From the first line to the last, transcribe the data exactly and skip the pictures.

Content starts

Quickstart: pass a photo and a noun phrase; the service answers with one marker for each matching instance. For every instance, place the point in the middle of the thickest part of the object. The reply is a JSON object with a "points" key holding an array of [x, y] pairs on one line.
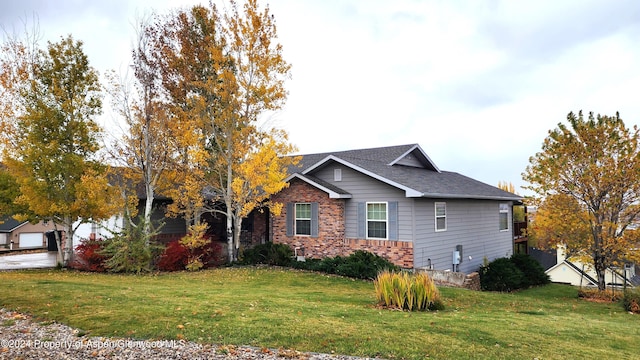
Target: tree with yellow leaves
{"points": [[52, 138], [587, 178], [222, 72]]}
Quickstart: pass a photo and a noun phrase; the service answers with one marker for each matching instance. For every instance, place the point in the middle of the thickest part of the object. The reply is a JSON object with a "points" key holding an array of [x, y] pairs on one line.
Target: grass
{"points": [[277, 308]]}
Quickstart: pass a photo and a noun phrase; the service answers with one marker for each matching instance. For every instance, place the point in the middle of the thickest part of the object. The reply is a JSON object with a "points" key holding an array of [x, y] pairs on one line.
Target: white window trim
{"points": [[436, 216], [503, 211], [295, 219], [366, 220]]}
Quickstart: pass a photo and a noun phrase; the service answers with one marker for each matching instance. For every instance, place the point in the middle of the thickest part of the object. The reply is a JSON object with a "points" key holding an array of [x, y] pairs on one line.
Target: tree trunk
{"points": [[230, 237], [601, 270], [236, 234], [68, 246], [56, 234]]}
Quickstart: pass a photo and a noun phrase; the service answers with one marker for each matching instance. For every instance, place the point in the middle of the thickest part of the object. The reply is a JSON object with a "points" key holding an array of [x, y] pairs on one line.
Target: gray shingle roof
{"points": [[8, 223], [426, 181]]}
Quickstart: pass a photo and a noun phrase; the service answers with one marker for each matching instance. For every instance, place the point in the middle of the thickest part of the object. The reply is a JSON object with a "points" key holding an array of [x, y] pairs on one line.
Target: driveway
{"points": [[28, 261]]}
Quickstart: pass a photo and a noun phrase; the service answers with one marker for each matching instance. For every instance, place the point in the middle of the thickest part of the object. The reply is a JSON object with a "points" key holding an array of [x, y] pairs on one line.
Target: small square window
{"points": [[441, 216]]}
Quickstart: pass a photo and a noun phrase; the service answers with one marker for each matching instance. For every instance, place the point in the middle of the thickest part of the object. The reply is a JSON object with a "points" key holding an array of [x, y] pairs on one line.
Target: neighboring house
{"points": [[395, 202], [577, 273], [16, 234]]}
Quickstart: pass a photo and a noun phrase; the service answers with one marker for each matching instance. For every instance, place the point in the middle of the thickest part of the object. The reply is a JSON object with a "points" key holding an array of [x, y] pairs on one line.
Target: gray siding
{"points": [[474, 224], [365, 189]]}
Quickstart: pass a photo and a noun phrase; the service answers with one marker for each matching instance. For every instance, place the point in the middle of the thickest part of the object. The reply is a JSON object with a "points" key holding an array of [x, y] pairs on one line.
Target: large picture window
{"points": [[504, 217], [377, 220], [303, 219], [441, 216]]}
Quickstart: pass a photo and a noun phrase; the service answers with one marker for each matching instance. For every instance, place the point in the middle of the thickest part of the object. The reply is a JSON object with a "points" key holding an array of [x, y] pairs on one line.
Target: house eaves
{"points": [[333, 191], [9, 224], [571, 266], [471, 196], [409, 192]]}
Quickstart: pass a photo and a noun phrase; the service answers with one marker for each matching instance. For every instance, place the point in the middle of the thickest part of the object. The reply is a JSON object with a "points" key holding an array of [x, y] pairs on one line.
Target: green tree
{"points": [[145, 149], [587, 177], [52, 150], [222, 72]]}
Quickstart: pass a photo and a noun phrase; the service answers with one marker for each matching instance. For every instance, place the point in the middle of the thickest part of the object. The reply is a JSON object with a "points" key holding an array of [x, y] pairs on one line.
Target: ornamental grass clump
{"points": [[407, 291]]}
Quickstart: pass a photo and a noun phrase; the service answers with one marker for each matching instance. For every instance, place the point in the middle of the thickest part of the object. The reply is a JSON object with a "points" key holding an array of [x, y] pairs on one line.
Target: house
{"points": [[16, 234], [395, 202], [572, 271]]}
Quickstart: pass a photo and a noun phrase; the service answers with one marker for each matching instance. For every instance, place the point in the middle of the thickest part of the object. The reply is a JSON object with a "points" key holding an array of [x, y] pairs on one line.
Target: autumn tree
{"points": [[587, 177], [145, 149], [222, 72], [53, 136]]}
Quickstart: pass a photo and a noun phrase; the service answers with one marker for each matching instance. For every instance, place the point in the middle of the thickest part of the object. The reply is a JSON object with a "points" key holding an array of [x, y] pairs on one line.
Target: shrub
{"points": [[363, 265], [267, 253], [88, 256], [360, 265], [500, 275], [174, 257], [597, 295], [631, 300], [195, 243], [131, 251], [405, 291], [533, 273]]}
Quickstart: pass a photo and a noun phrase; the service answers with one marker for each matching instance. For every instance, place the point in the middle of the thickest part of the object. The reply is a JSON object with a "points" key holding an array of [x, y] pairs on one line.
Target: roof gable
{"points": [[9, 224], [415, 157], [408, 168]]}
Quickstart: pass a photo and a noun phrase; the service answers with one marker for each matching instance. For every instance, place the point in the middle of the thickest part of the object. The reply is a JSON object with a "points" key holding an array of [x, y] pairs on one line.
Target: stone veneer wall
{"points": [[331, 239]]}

Content ends

> [Answer to the exercise]:
Quickstart: pass a photo and a noun phrase; the service answers with one marker for each matching instance. For every instance, place the point in the middle of the thickest part of the object. The reply is a JSON object with a "points" key holding an array of [x, y] pairs on one line.
Target: tree with yellow leaves
{"points": [[52, 138], [587, 178], [222, 72]]}
Quickstart: pass a photo and a noun phrase; the service answers with one marker for each matching instance. For every instance, place the point in the middle of the thickest part of the object. The reply is a JSON object with a "points" key holding an array of [x, y] pairs on one line.
Target: grass
{"points": [[277, 308]]}
Quickstart: pass a photo and a noun phrase; the service answers with one marker for each matching instance. For every instance, place the point in the middle of the thickest part of the object. The reply is a JSON object with a "points" key holding an array of [x, y] pairs on one line.
Target: white window trim
{"points": [[436, 216], [503, 211], [295, 219], [366, 220]]}
Quickstart: pass a photo and a noun phrase; the service answers with one marker for each matching instance. For every instance, place the point in the middle of the thickest part of the object. The reply is a JSON object with a "points" key holding an array of [x, y] pairs on one line.
Target: tree trunk
{"points": [[230, 237], [601, 270], [236, 234], [68, 246], [56, 234]]}
Quickstart: pass a photo and a noun phrase; the service answers with one marker for each matching instance. For every instance, place the point in the middle of the thickest part of the object. The reply is a JSON object with a "points" key holding an array of [x, y] pairs on one line.
Target: gray shingle roof
{"points": [[8, 223], [426, 181]]}
Quickstart: pass a photo and a noun phrase; the service answers with one marker for each matching instance. For every instance, place the point in the middle of the thickest part of the object. The reply is a JSON object with a "points" key holding an array of [x, y] pairs on one line.
Target: driveway
{"points": [[28, 261]]}
Quickstart: pass a photo and a noun phrase; the service answers with one marker for each matching instance. For every instance, place the point in the middle of the thickest part of the object. The reply is a JSON object with a "points" key holding an array of [x, y] pairs on one line.
Target: small square window
{"points": [[441, 216]]}
Quickstart: pass a photo and a noun phrase; the service answers with one marker for each matching instance. For every instance, place the point in the middle of the thickest part of the object. The reply is a JSON object with a "points" key holding an array of [x, y] pairs on one line.
Target: neighboring house
{"points": [[395, 202], [577, 273], [16, 234]]}
Quickstart: pass a photo and a noun phrase; the service answers with one marker for each matching instance. For every instance, place the point in the middle of the thickest part of the object. The reply is a JSON object with a "points" key holding an array of [x, y] pairs on one line.
Target: gray siding
{"points": [[474, 224], [365, 189]]}
Quickstart: pass a photo and a noun phrase; the service answers with one marker for each matching instance. For every instance, place the point in the middle of the thickest part of the object. The reply is a JSON object with a "points" key holding an array of [x, y] pairs on one line.
Target: large picture window
{"points": [[504, 217], [377, 220], [303, 219], [441, 216]]}
Quickstart: pass a photo and a noun phrase; the service answers with one marker for each matching instance. For every instance, place the point in the middle of the thickest part of the object. The reply is a JSON object with a "points" key holding an array of [x, y] pairs on one line.
Target: house eaves
{"points": [[333, 191], [9, 224], [571, 266], [471, 196], [409, 192]]}
Quickstart: pass a photo and a noun phrase; the service answers with one marker for each matching instance. For every instance, place the point in the middle of the thickest part of the object. The reply is a JSON object with a "points" key holding an array of [x, y] pairs on one line.
Target: green tree
{"points": [[145, 149], [587, 177], [52, 150], [222, 72]]}
Quickstart: pass a photo and a noun phrase; the service answers with one marker for each matching instance. For every instance, place the point in the middle of the thickest part of the object. The reply is a JSON object with a "points" key holding an array of [x, y] pairs on one line.
Target: ornamental grass clump
{"points": [[407, 291]]}
Quickstart: pass a photo and a noun phrase; the service answers with one marker for each matching instance. For every instance, place the point in the middle of the thickest part of the object. The reply is a JSON object with a "points" key holding an array of [x, y] pairs on one line.
Target: house
{"points": [[16, 234], [395, 202], [572, 271]]}
Quickstart: pass a photo and a noun phrase; the service answers with one marker for each matching instance. For every instance, place the point in the middle of the thickest part of the object. The reply is a JSON object with a "points" key holding an array of [x, y] pairs on one line.
Target: autumn tree
{"points": [[587, 177], [145, 149], [222, 72], [53, 136]]}
Quickstart: pass a photo and a noun phrase; the service answers with one marker for each matching instance. For every instance, place the point in the middle of the thickest part of the object. The reply is a JSON object with a "points" key holding an array of [x, y] pairs on one line.
Target: shrub
{"points": [[363, 265], [267, 253], [88, 256], [360, 265], [500, 275], [174, 257], [597, 295], [631, 300], [195, 243], [131, 251], [405, 291], [533, 273]]}
Quickstart: pass a photo and a noun phrase; the service answers with one marker for each matching instance. For every instance, place the point in the middle of the thickest part of the object. The reply is a JSON object with a "points" key holding an array of [x, y] pairs on one line.
Target: roof gable
{"points": [[9, 224], [415, 157], [408, 168]]}
Quickstart: pass a photo and a noun phrase; the service answers with one marker for each matching instance. For every instance, place the point in the middle of the thickest part of the object. The reply is a JSON object with a "points" key holding an array of [x, y] pairs on one line.
Target: stone veneer wall
{"points": [[331, 239]]}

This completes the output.